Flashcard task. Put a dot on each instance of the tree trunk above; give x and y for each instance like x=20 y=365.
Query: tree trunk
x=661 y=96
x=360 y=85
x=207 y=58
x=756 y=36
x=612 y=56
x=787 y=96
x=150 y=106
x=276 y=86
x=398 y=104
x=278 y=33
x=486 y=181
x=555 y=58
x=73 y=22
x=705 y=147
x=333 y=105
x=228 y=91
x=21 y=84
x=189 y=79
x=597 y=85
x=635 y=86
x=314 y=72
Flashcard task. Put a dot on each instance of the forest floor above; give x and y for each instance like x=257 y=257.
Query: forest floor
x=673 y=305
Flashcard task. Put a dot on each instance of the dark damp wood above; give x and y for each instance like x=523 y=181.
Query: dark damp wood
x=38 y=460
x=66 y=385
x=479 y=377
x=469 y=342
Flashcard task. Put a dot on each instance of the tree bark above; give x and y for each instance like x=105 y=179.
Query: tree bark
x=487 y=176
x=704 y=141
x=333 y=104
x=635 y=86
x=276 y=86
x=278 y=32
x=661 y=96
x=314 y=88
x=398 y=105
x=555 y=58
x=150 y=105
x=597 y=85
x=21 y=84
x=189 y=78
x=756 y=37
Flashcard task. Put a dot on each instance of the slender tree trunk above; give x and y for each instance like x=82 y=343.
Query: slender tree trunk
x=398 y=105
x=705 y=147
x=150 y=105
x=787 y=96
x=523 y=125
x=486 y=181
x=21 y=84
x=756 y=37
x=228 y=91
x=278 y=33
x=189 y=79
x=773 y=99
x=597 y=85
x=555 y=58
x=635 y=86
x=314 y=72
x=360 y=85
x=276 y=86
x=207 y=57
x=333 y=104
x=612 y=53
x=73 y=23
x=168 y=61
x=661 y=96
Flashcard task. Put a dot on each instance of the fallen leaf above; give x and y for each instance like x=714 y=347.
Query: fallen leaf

_WHAT IS EXPECTED:_
Copy out the entries verbatim, from the line that contains "Flashcard task. Put a dot on each instance of the forest" through the end of the entries, including both of those lines.

_ANSWER TO THE EXERCISE:_
Flashcard task. Put a dot on each instance of the forest floor above; give x and y for each instance like x=257 y=257.
Query: forest floor
x=673 y=305
Flashcard task. Put a dot on each instance of the dark damp wood above; give x and y for each instance like x=523 y=181.
Query: dark damp wood
x=38 y=460
x=66 y=385
x=479 y=377
x=469 y=342
Flashcard task. Put a dot on each instance of the tree bark above; give x and y for each instance like x=105 y=179.
Query: tree bark
x=487 y=176
x=704 y=141
x=333 y=104
x=635 y=86
x=276 y=86
x=278 y=32
x=661 y=96
x=314 y=88
x=398 y=105
x=555 y=58
x=150 y=105
x=597 y=85
x=21 y=84
x=189 y=78
x=756 y=37
Flashcard task. Put a dot on each instance of the slender tree trunk above; give x and y for each instance like x=82 y=343.
Query: slender tree trunk
x=398 y=105
x=705 y=147
x=150 y=105
x=787 y=96
x=523 y=125
x=486 y=181
x=21 y=84
x=756 y=37
x=228 y=91
x=278 y=33
x=189 y=79
x=773 y=99
x=597 y=85
x=555 y=58
x=635 y=86
x=314 y=72
x=360 y=85
x=276 y=86
x=207 y=57
x=333 y=104
x=612 y=53
x=73 y=23
x=168 y=61
x=661 y=96
Flashcard task. Put a dot on each instance of the fallen leaf above; give x and y for each instance like x=714 y=347.
Query: fallen leaf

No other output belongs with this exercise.